WHAT YOU HAVE TO DO
The required output is the line containing "mark: striped fabric" through the final line of the material below, printed exactly, with no other lines.
>> BEGIN SUPPLIED DATA
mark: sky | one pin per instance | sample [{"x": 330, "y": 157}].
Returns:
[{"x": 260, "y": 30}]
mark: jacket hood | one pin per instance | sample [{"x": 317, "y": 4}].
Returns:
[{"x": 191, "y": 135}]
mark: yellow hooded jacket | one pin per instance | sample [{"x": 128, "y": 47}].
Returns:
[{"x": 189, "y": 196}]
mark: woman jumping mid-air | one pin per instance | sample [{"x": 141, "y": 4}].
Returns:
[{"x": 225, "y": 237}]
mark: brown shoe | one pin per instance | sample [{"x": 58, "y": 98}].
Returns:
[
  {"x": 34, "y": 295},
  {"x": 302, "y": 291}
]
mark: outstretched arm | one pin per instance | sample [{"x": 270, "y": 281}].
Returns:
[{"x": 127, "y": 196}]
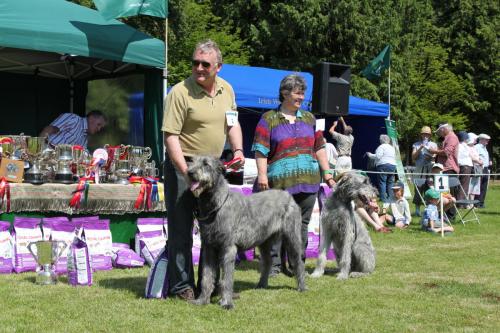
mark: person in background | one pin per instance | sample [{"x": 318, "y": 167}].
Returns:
[
  {"x": 370, "y": 214},
  {"x": 344, "y": 145},
  {"x": 485, "y": 158},
  {"x": 465, "y": 164},
  {"x": 198, "y": 117},
  {"x": 331, "y": 154},
  {"x": 423, "y": 160},
  {"x": 72, "y": 129},
  {"x": 431, "y": 220},
  {"x": 477, "y": 165},
  {"x": 291, "y": 156},
  {"x": 400, "y": 215},
  {"x": 385, "y": 156}
]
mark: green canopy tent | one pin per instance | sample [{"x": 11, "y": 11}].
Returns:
[{"x": 50, "y": 49}]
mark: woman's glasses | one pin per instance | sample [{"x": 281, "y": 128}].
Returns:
[{"x": 205, "y": 64}]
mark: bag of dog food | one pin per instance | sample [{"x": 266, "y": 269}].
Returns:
[
  {"x": 79, "y": 221},
  {"x": 196, "y": 249},
  {"x": 98, "y": 238},
  {"x": 124, "y": 257},
  {"x": 26, "y": 230},
  {"x": 62, "y": 230},
  {"x": 157, "y": 283},
  {"x": 5, "y": 248},
  {"x": 79, "y": 264},
  {"x": 148, "y": 224},
  {"x": 150, "y": 245}
]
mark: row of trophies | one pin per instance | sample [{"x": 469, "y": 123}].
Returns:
[{"x": 67, "y": 163}]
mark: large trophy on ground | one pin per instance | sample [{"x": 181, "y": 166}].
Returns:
[{"x": 46, "y": 255}]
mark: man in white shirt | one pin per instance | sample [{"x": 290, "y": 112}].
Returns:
[{"x": 485, "y": 158}]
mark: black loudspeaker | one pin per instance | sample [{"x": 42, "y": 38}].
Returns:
[{"x": 331, "y": 89}]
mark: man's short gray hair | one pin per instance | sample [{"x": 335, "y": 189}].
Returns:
[
  {"x": 384, "y": 138},
  {"x": 290, "y": 83},
  {"x": 208, "y": 46}
]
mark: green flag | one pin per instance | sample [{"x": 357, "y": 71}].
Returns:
[
  {"x": 110, "y": 9},
  {"x": 378, "y": 65}
]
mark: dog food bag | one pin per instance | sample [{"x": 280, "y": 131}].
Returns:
[
  {"x": 47, "y": 225},
  {"x": 98, "y": 239},
  {"x": 79, "y": 264},
  {"x": 124, "y": 257},
  {"x": 5, "y": 248},
  {"x": 147, "y": 224},
  {"x": 150, "y": 244},
  {"x": 196, "y": 250},
  {"x": 62, "y": 230},
  {"x": 157, "y": 283},
  {"x": 26, "y": 230}
]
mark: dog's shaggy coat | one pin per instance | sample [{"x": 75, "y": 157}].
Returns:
[
  {"x": 230, "y": 220},
  {"x": 342, "y": 226}
]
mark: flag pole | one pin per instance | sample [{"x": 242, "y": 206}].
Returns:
[{"x": 389, "y": 88}]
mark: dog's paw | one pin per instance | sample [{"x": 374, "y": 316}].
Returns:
[
  {"x": 316, "y": 274},
  {"x": 302, "y": 288},
  {"x": 199, "y": 301},
  {"x": 226, "y": 305},
  {"x": 261, "y": 285}
]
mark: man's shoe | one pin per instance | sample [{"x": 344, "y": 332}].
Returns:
[{"x": 186, "y": 295}]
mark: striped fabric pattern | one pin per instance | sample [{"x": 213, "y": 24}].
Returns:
[
  {"x": 72, "y": 130},
  {"x": 290, "y": 150}
]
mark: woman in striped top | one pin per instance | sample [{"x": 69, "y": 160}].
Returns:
[{"x": 290, "y": 154}]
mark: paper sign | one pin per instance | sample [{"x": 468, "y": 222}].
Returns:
[
  {"x": 441, "y": 183},
  {"x": 231, "y": 117},
  {"x": 320, "y": 125}
]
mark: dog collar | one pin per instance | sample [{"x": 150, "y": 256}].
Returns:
[{"x": 210, "y": 216}]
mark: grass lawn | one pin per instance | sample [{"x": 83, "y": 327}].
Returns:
[{"x": 422, "y": 283}]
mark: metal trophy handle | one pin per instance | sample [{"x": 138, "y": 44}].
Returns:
[{"x": 31, "y": 250}]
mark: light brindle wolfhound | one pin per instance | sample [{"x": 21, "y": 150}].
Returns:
[
  {"x": 230, "y": 220},
  {"x": 342, "y": 226}
]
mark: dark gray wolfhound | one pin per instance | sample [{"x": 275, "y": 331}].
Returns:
[
  {"x": 230, "y": 220},
  {"x": 342, "y": 226}
]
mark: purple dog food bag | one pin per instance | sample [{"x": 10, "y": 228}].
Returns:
[
  {"x": 98, "y": 239},
  {"x": 5, "y": 248},
  {"x": 148, "y": 224},
  {"x": 26, "y": 230},
  {"x": 150, "y": 244},
  {"x": 79, "y": 264},
  {"x": 79, "y": 221},
  {"x": 124, "y": 257},
  {"x": 157, "y": 283},
  {"x": 196, "y": 249},
  {"x": 62, "y": 230}
]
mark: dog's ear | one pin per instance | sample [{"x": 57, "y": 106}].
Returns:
[{"x": 221, "y": 168}]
>> END SUPPLIED DATA
RIGHT ANSWER
mark: striped fabric pattern | one pin per instance | sample [{"x": 213, "y": 24}].
Returns:
[
  {"x": 72, "y": 130},
  {"x": 290, "y": 150}
]
mark: woman in striped top | one pin per instance | sample [{"x": 69, "y": 160}].
Returns:
[{"x": 290, "y": 154}]
mark: paper sign | one pin per instance | sample [{"x": 468, "y": 222}].
Returns:
[
  {"x": 441, "y": 183},
  {"x": 231, "y": 117},
  {"x": 320, "y": 125}
]
mark: dog collar | one pin per instance | sample [{"x": 150, "y": 256}].
Returns:
[{"x": 210, "y": 216}]
mark: grass lawn | one pin per instance | sample [{"x": 83, "y": 327}].
Returns:
[{"x": 422, "y": 283}]
mark: metal trophy handle | one pin per instance | sample [{"x": 138, "y": 44}].
Returns:
[{"x": 31, "y": 250}]
mark: light brindle wolfhound | one pin per instance | sample [{"x": 21, "y": 150}].
Returns:
[
  {"x": 230, "y": 220},
  {"x": 342, "y": 226}
]
mark: dark gray wolfhound | one pin per instance | sample [{"x": 275, "y": 331}].
Returns:
[
  {"x": 230, "y": 220},
  {"x": 342, "y": 226}
]
mark: purple dog food bag | one pin per instance | sample [{"x": 10, "y": 228}].
Returns:
[
  {"x": 98, "y": 239},
  {"x": 5, "y": 248},
  {"x": 148, "y": 224},
  {"x": 26, "y": 230},
  {"x": 150, "y": 244},
  {"x": 79, "y": 264},
  {"x": 79, "y": 221},
  {"x": 124, "y": 257},
  {"x": 157, "y": 283},
  {"x": 196, "y": 249},
  {"x": 62, "y": 230}
]
mark: dog's ear | one pin per instance | sample [{"x": 57, "y": 106}].
Returns:
[{"x": 221, "y": 168}]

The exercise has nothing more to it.